--- BEGIN Document section ---
National Assembly of South Korea
- Territorial extent: South Korea
- Enacted: Sept 18, 1953
- Commenced: Oct 3, 1953

= Penal Code (South Korea) =

South Korean criminal law code

The Penal Code or Criminal Act (형법) is the criminal code in South Korea. The Code came into force on 3 October 1953, replacing the Penal Code of Japan, which had until then been in effect during the era under Japanese rule.

== History ==
During the Joseon era, criminal laws generally followed traditional Chinese laws while reflecting Joseon and neo-Confucianism ideologies. In 1905 during the Korean Empire, the Hyung-Pub-Tai-Chun was enacted to modernize criminal law. The code, initiated by the Japanese, was influenced by older traditional Chinese laws and the former Japanese Criminal Code of 1882. In 1912, the Governor-General of Korea declared the Chosun Criminal Order (조선형사령) and on April 4, the Penal Code of Japan and Criminal justice system of Japan came into force in Korea. After liberation in 1945 and to meet the popular demand for repeal of Japanese legislation, the current code was enacted after the Korean War ceasefire on 18 September 1953 and came into force on 3 October 1953

The Penal Code enacted in 1953 was mostly a translation of the Japanese criminal code. As time passed, South Korea's Penal Code became more subjective than its inspiration. The South Korean Penal Code has stronger penalties than its precursor, excluding robbery and other property crimes. Punishments were stricter on laws regarding government rights and almost all laws include punishments for preparing a criminal act.
--- END Document section ---
Exercise aim ::
Reproduce the passage on South Korea's Penal Code word for word, from "The Penal Code enacted" to "a criminal act.". The listing that follows is separate material, apart from the passage on South Korea's Penal Code.
--- BEGIN Material provided ---
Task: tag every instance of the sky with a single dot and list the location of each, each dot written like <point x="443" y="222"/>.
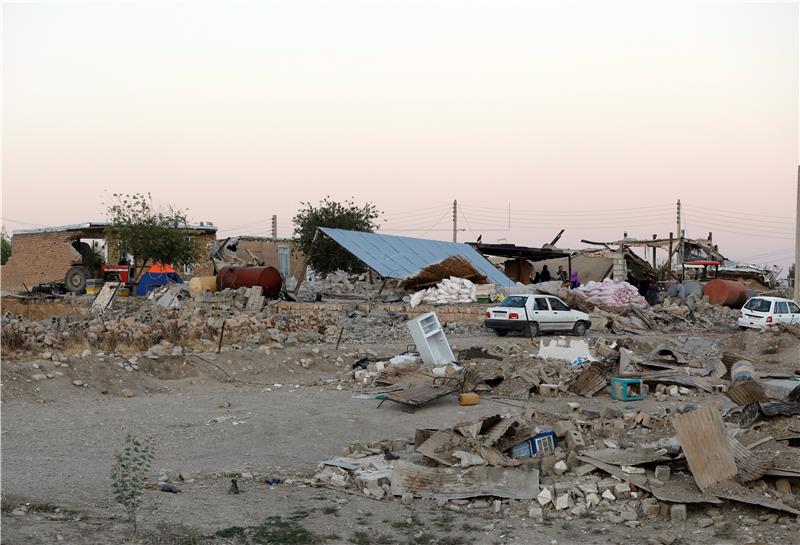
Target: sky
<point x="593" y="117"/>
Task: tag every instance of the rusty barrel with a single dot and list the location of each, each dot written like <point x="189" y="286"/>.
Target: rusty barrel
<point x="268" y="278"/>
<point x="725" y="292"/>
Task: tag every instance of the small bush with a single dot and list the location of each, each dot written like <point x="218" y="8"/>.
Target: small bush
<point x="129" y="472"/>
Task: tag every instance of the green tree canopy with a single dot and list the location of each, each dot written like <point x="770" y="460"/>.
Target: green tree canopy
<point x="328" y="256"/>
<point x="149" y="235"/>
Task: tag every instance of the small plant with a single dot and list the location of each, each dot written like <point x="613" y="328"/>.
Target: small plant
<point x="129" y="472"/>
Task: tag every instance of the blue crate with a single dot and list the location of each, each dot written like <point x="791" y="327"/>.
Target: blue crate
<point x="626" y="389"/>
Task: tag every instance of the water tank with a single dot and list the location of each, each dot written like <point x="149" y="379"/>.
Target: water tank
<point x="726" y="292"/>
<point x="693" y="287"/>
<point x="268" y="278"/>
--- END Material provided ---
Output for this exercise ::
The Penal Code enacted in 1953 was mostly a translation of the Japanese criminal code. As time passed, South Korea's Penal Code became more subjective than its inspiration. The South Korean Penal Code has stronger penalties than its precursor, excluding robbery and other property crimes. Punishments were stricter on laws regarding government rights and almost all laws include punishments for preparing a criminal act.